Saturday, 23 May 2015

ICQI Last Day: Magic is Possible


Well today truly was one of those days in your career you will look back at as a real turning point. In terms of learning I was really able to consolidate my aim to learn narrative inquiry, listening to so many presentations using this method and getting such a real hold on what it looks like in practice. I felt like the method jumped out of the textbook I have been following and became real. I also learned how to enhance the method: using 'overlapping', using visual media, with children and how to conduct discourse analysis rather than the naive approach I have been using.

More importantly, however, were the personal relationships I consolidated, aided by beer and double Scotches at Murphy's Bar and many other venues. I made lasting friendships with members of the Special Interest Group in Psychology (and became an Organising Committee Member for 2016), Heather Adams, Michael Kral and others..you rock!!!!. I also met two Norwegian researchers who I really connected with, one of whom is actually colleagues with one of my heroes, the originator of Open Dialogue or Network Therapy. (We all plan, by the way to go to Blue Note Jazz Club in Chicago on our last night in USA tomorrow).

Next year I am very keen to bring some of my students to ICQI2016. It has truly been a place I feel like I belong in, a home for researchers who, despite their differences, share a desire to participate in liberative processes in society, not just researching for their own careers, but allowing for stronger lives and communities. I felt real solidarity with so many people that I met and I leave more confident in my ability to make a difference in psychology back home.
----
Exercise requirements -
a) Translate this sentence from the blog post into Spanish: "I felt like the method jumped out of the textbook I have been following and became real."
b) Rewrite the portion of the blog post starting at "Next year I" and ending at "psychology back home.", renaming "solidarity" as "kinship".

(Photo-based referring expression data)
----
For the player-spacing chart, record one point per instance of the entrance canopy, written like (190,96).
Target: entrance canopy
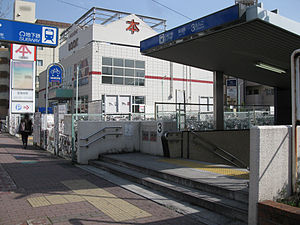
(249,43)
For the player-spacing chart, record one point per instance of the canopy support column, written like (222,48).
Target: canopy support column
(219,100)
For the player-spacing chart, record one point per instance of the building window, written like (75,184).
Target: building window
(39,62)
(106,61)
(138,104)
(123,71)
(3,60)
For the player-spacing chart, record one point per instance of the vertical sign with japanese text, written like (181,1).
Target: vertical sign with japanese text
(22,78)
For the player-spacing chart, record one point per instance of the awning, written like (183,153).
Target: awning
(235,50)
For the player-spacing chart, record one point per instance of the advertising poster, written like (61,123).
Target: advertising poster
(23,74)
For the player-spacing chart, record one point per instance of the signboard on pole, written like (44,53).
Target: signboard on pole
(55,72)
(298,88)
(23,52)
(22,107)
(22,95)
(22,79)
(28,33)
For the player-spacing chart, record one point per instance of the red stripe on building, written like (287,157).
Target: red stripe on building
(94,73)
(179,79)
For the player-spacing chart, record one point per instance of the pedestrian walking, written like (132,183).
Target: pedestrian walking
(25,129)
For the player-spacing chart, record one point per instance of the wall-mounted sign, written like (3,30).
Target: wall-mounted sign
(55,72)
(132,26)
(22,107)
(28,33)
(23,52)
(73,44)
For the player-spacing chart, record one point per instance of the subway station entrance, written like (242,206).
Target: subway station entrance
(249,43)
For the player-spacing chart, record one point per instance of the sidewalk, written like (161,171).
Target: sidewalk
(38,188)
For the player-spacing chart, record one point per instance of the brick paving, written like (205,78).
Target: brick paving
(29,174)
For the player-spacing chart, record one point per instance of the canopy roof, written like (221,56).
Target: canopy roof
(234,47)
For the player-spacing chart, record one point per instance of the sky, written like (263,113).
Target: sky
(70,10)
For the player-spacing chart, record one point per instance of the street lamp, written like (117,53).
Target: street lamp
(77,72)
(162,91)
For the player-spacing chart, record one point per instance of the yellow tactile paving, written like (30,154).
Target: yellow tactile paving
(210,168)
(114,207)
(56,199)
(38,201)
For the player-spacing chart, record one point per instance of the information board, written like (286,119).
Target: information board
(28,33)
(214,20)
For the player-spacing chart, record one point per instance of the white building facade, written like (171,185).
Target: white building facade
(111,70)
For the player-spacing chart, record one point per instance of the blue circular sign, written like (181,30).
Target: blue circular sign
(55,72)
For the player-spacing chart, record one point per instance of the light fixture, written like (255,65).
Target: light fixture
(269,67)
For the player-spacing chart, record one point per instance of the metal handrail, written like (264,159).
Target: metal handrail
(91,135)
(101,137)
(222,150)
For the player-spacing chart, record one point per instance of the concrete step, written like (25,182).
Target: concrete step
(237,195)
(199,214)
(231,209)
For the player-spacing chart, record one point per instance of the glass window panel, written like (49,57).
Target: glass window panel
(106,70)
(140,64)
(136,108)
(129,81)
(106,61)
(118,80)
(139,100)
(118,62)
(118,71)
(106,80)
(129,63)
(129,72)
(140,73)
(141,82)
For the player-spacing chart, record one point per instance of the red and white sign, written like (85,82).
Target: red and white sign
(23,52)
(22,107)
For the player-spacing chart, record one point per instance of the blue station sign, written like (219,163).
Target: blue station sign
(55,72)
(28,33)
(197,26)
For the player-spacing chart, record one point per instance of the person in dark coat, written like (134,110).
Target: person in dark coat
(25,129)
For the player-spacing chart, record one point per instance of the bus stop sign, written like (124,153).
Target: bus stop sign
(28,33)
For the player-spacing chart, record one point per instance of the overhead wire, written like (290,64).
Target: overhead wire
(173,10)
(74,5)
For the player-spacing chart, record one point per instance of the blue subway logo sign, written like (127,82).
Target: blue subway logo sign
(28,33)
----
Replies -
a) Sentí como si el método saltara del libro de texto que he estado siguiendo y se volviera real.

b)
Next year I am very keen to bring some of my students to ICQI2016. It has truly been a place I feel like I belong in, a home for researchers who, despite their differences, share a desire to participate in liberative processes in society, not just researching for their own careers, but allowing for stronger lives and communities. I felt real kinship with so many people that I met and I leave more confident in my ability to make a difference in psychology back home.